(begin)
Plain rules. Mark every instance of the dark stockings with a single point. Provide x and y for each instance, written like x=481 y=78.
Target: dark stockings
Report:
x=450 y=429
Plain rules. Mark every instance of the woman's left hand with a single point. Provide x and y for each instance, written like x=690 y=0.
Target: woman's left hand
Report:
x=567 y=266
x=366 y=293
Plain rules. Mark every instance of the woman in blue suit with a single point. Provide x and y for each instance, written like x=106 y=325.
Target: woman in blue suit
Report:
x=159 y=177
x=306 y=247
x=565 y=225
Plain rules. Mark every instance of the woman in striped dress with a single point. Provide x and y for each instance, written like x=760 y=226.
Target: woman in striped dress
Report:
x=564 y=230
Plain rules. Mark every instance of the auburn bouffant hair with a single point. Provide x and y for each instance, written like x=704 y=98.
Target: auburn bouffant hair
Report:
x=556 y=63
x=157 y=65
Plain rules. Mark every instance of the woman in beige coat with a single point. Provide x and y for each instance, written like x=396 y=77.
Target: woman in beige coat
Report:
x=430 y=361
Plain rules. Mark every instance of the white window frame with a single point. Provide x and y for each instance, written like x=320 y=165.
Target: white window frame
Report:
(end)
Goal of the exercise
Please copy the entries above word for word, starting at the line that contains "Plain rules. Mark every instance of the woman in striped" and ending with the line that contains "x=430 y=361". Include both of those lines.

Answer to the task
Plain rules. Mark every instance of the woman in striped dress with a single point. Provide x and y for each instance, written like x=760 y=226.
Target: woman in striped dress
Report:
x=564 y=230
Plain rules. Mark every instance of the auburn bouffant hair with a single point. Provide x and y for each instance, written like x=704 y=98.
Target: auburn bouffant hair
Report:
x=556 y=63
x=157 y=65
Plain rules. Mark every instance of the woman in beige coat with a single point. Provide x and y for each instance, written like x=396 y=77.
Target: woman in beige coat
Report:
x=430 y=361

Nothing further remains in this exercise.